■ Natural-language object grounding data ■
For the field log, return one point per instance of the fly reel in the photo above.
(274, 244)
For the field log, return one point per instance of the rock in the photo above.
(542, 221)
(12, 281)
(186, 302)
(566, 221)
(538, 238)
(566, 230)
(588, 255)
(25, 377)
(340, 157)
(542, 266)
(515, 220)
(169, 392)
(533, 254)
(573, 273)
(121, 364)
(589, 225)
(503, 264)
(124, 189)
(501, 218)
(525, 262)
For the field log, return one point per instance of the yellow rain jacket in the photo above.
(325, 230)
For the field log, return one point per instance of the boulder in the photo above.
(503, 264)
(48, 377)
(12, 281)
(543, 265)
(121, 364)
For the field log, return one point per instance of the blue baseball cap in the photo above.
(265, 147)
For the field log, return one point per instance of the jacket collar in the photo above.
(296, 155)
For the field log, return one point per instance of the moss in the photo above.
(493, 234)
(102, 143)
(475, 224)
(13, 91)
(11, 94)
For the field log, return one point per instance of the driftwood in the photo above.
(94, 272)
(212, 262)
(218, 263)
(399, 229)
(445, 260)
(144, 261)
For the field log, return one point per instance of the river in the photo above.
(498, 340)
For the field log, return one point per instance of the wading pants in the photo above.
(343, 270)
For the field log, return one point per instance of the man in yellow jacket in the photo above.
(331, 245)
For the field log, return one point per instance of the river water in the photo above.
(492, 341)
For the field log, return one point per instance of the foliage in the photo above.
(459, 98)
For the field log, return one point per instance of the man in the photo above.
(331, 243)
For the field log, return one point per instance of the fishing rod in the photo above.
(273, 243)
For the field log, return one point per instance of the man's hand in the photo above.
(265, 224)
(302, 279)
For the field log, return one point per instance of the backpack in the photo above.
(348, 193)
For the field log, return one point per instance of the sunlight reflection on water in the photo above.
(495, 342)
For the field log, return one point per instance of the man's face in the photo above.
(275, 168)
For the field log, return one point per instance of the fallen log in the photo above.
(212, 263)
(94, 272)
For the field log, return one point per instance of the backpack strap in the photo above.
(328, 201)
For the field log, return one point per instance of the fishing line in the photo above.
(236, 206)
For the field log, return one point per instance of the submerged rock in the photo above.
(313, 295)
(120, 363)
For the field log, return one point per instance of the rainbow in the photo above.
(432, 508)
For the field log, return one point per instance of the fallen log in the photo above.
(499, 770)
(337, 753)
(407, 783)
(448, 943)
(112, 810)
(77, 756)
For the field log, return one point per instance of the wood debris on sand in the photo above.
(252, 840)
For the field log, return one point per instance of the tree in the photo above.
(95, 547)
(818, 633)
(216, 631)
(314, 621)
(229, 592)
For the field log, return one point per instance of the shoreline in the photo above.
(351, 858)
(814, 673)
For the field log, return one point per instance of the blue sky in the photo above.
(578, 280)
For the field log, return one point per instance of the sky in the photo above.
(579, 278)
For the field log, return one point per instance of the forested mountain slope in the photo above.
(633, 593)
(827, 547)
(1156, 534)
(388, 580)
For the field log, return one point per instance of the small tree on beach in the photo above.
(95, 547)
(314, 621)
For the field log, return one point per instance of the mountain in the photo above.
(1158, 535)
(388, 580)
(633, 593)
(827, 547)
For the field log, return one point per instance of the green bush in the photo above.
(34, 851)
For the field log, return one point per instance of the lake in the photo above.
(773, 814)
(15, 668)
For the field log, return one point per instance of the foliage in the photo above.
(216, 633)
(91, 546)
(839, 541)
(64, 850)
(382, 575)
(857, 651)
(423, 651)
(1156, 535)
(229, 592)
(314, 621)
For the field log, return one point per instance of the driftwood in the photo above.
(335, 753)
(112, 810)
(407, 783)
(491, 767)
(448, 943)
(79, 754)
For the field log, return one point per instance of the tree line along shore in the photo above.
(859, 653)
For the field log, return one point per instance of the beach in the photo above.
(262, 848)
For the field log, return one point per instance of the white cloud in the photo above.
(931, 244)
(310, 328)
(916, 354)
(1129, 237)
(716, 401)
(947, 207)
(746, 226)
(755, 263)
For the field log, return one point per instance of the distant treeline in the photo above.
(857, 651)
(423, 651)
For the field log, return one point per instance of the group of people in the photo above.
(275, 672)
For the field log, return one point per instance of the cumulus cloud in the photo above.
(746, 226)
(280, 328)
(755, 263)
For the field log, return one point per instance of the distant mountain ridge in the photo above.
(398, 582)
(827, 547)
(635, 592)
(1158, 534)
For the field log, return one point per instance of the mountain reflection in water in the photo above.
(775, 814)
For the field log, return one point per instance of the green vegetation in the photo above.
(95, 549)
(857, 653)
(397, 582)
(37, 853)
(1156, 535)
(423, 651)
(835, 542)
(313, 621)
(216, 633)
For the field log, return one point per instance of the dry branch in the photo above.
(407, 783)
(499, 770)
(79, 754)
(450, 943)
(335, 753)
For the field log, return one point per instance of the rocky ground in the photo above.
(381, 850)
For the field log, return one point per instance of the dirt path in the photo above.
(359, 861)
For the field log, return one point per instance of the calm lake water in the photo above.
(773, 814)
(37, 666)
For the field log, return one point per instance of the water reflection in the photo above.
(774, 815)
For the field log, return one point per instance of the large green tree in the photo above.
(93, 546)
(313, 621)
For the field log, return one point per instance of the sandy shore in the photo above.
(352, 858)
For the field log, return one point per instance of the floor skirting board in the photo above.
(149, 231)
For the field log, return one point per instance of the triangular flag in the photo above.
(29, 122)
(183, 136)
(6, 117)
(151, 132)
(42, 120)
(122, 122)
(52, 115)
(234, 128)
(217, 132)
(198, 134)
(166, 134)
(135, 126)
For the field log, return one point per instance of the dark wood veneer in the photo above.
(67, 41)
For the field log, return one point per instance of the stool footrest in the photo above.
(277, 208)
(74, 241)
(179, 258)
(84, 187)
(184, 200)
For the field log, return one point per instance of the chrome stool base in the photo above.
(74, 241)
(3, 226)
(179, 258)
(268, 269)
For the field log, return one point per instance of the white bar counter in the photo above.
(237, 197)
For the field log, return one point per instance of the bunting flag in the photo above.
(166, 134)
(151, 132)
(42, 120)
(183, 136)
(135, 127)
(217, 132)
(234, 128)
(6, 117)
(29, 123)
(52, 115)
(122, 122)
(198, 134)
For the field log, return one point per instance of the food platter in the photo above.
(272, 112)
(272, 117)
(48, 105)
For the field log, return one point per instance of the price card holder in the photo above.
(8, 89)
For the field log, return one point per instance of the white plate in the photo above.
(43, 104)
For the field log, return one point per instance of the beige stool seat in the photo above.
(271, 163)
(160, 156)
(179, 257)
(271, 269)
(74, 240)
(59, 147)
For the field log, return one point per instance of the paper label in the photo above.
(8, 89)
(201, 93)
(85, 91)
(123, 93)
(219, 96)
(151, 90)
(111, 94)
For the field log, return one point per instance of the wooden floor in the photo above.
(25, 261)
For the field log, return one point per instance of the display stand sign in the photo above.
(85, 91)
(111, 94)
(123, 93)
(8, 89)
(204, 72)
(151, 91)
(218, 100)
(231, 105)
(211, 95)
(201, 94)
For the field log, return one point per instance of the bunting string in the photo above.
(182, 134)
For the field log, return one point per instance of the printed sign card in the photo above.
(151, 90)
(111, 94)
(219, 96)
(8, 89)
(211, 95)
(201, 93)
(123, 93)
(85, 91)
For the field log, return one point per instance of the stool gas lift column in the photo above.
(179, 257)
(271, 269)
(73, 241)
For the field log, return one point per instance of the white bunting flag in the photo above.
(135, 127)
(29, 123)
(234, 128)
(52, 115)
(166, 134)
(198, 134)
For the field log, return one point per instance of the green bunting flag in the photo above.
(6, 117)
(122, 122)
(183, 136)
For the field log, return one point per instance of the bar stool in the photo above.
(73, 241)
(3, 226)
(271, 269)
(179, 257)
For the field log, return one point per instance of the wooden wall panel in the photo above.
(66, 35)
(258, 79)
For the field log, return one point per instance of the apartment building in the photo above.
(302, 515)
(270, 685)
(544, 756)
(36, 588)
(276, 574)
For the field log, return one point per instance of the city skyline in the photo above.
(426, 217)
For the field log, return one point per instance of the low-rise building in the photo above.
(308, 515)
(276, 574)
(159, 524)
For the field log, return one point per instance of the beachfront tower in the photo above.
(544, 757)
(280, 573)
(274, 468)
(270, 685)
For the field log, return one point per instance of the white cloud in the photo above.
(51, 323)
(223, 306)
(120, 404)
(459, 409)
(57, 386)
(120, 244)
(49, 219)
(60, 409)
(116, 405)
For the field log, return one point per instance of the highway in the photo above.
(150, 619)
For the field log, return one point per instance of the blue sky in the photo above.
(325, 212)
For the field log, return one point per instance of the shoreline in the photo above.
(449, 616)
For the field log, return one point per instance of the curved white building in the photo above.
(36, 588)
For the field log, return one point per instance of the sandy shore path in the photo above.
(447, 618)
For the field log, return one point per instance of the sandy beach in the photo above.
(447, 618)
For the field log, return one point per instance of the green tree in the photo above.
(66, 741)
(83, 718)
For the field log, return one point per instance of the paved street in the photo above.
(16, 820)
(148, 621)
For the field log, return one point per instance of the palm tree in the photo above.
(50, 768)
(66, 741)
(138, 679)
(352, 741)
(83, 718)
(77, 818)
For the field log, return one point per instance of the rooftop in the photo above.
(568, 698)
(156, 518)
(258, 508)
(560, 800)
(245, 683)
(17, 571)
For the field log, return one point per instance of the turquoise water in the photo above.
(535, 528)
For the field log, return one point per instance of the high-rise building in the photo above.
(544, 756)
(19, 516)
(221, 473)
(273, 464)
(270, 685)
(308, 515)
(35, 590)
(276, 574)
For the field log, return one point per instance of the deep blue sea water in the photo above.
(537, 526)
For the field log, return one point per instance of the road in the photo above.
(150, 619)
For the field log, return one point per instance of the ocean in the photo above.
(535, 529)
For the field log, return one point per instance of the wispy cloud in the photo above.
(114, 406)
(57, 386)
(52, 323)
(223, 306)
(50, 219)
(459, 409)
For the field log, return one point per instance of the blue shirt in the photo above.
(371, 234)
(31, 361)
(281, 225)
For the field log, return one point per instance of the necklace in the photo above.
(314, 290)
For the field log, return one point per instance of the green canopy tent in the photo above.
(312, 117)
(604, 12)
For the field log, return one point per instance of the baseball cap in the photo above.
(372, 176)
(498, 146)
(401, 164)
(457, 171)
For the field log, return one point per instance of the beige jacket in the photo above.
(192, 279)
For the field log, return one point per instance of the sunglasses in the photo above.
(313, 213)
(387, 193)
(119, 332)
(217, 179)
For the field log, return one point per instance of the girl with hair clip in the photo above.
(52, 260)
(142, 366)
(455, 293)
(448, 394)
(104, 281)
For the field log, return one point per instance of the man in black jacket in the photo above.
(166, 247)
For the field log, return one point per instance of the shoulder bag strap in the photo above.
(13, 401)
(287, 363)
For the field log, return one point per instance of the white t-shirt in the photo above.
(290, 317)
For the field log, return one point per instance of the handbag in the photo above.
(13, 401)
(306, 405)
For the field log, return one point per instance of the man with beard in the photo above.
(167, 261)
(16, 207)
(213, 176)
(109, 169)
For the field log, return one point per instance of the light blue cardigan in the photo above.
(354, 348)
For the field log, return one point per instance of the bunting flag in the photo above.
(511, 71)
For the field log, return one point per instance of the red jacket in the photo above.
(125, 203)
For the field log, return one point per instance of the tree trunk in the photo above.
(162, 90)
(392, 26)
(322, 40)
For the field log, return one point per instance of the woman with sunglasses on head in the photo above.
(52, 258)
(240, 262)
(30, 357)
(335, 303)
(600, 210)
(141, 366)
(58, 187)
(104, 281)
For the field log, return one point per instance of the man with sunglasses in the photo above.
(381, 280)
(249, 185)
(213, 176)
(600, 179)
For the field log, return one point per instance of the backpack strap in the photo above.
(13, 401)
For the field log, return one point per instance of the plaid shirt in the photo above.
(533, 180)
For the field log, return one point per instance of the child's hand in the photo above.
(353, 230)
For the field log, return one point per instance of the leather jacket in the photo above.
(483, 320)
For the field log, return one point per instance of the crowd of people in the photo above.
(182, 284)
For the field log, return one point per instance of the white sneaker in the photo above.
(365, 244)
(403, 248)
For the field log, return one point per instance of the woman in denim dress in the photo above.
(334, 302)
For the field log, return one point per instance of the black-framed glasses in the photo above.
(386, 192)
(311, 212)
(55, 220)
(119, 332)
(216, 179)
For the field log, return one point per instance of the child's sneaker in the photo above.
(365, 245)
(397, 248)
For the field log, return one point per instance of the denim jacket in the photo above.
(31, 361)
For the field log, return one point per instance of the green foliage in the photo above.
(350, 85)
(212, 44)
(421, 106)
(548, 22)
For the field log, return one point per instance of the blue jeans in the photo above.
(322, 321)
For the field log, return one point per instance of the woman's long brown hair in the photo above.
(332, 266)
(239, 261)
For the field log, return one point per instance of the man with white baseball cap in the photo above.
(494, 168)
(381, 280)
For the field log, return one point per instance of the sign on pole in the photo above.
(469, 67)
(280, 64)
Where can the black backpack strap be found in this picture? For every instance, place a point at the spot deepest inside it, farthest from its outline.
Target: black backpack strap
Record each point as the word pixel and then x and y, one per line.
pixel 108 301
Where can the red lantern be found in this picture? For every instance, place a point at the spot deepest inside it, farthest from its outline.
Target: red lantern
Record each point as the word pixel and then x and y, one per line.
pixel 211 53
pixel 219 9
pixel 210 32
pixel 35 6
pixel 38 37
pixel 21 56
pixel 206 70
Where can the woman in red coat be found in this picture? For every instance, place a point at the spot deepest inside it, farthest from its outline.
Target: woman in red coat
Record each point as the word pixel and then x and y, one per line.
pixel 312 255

■ WORK TO COMPLETE ■
Tell how many lines of the data contain "Where". Nothing but the number belongs in the reply.

■ WRITTEN RESPONSE ■
3